# MATERIAL
╭──

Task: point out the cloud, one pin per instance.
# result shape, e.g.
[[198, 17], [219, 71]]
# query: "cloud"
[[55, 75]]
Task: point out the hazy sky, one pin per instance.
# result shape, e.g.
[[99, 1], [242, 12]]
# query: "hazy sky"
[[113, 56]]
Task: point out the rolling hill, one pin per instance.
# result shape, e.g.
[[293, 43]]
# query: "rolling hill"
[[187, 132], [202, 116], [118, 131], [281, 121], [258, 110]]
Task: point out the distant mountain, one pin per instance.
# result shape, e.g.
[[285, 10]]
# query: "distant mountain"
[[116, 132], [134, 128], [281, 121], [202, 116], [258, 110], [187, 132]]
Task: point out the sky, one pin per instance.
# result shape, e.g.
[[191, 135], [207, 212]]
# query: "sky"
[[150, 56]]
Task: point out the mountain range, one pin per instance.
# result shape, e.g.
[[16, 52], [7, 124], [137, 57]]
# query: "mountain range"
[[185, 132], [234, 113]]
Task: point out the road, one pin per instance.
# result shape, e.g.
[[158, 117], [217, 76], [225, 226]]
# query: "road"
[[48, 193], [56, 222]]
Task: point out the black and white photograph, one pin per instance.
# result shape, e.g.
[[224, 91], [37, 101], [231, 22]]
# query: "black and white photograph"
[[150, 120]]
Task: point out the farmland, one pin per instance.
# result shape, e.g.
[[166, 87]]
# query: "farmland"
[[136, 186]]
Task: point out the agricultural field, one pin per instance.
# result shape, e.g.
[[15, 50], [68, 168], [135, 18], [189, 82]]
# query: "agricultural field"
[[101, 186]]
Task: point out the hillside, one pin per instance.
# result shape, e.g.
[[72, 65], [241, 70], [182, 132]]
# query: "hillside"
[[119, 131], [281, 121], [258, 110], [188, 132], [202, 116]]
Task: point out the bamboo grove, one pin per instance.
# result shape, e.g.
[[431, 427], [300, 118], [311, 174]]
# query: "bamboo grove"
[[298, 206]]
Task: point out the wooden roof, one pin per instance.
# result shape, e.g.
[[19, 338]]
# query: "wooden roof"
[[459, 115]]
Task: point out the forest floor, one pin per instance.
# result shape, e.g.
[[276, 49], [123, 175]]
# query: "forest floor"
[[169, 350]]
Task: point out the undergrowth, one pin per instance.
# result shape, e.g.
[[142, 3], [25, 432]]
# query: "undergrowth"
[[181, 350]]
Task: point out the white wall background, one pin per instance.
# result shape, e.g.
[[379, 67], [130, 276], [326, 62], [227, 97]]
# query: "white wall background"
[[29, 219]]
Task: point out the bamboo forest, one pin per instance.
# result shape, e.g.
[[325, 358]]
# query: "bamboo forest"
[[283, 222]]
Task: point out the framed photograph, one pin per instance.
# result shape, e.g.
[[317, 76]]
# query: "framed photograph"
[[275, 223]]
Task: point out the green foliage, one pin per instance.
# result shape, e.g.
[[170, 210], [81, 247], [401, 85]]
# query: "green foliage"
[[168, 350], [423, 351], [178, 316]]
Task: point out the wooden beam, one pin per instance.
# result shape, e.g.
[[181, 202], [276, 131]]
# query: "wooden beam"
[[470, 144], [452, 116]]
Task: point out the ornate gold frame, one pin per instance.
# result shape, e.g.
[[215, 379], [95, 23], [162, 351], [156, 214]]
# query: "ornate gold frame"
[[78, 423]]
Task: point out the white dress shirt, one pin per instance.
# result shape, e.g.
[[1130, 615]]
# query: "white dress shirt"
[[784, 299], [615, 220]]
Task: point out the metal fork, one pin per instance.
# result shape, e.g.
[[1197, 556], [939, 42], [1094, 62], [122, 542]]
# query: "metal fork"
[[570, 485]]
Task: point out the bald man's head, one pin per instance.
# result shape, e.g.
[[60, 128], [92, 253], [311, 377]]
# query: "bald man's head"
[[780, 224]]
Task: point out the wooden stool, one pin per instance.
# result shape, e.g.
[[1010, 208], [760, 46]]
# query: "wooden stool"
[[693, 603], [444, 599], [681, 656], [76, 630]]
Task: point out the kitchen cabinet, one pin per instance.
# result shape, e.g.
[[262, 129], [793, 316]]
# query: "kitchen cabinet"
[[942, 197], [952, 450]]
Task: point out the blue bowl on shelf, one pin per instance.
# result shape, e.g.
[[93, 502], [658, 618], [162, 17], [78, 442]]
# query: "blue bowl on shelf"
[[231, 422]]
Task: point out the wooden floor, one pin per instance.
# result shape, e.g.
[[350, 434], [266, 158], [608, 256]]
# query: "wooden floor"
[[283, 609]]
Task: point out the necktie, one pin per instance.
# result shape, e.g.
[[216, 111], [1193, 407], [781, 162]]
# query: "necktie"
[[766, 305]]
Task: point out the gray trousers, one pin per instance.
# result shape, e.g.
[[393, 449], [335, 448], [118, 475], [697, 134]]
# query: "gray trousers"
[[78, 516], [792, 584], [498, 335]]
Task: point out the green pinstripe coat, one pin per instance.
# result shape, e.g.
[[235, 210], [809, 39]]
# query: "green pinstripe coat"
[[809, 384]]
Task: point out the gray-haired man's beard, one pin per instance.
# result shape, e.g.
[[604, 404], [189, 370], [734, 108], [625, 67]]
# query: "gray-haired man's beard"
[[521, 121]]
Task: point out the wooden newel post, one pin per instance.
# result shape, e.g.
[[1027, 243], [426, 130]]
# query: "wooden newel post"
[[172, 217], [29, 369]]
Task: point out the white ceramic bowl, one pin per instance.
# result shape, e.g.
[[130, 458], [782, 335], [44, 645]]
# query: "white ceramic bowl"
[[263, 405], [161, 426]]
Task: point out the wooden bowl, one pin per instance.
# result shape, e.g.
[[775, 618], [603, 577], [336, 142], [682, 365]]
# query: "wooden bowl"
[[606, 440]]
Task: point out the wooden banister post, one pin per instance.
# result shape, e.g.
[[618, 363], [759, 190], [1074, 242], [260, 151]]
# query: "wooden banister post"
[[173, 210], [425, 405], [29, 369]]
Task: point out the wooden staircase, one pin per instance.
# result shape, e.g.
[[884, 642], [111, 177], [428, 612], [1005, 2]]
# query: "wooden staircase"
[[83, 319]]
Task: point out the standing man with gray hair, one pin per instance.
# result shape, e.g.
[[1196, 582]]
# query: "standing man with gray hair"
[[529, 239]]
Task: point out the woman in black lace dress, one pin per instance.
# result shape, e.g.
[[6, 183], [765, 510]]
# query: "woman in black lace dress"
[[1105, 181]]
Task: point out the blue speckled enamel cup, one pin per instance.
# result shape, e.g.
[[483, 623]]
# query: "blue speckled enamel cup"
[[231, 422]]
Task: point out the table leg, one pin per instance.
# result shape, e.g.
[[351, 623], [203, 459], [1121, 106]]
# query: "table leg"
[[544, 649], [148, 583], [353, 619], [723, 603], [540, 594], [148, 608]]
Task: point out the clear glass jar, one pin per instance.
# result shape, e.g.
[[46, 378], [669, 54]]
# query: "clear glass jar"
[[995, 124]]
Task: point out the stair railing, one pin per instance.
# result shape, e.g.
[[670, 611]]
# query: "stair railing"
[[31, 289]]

╰──

# THE PROBLEM
Rescale the records from the start through the line that contains "[[150, 56]]" by rewriting every line, requests included. Multiply each point coordinate in the answers by 1.4 and round it to a whole number, with halves rounded up, leaving the numbers in the requests and their result-shape samples unchanged.

# RESULT FOR THIS EXERCISE
Task: point out the cloud, one pin per instance.
# result shape, e.g.
[[198, 17], [219, 71]]
# query: "cloud"
[[77, 105]]
Task: point out the hazy sky, one pin per instance.
# result shape, e.g.
[[99, 1], [242, 12]]
# query: "hazy sky"
[[158, 78]]
Task: point out the rolling hill, one pin per instance.
# result shape, e.g.
[[293, 43]]
# query: "rolling hill"
[[262, 185], [283, 162], [165, 183], [393, 169], [361, 154]]
Task: point out the distant mountain, one pin per instance.
# result shape, e.g.
[[285, 10]]
# query: "distant mountain"
[[162, 185], [188, 179], [393, 169], [283, 162], [361, 154], [262, 185]]
Task: point out the sky, one pin per instance.
# result shape, e.g.
[[191, 135], [207, 212]]
# query: "sky"
[[210, 78]]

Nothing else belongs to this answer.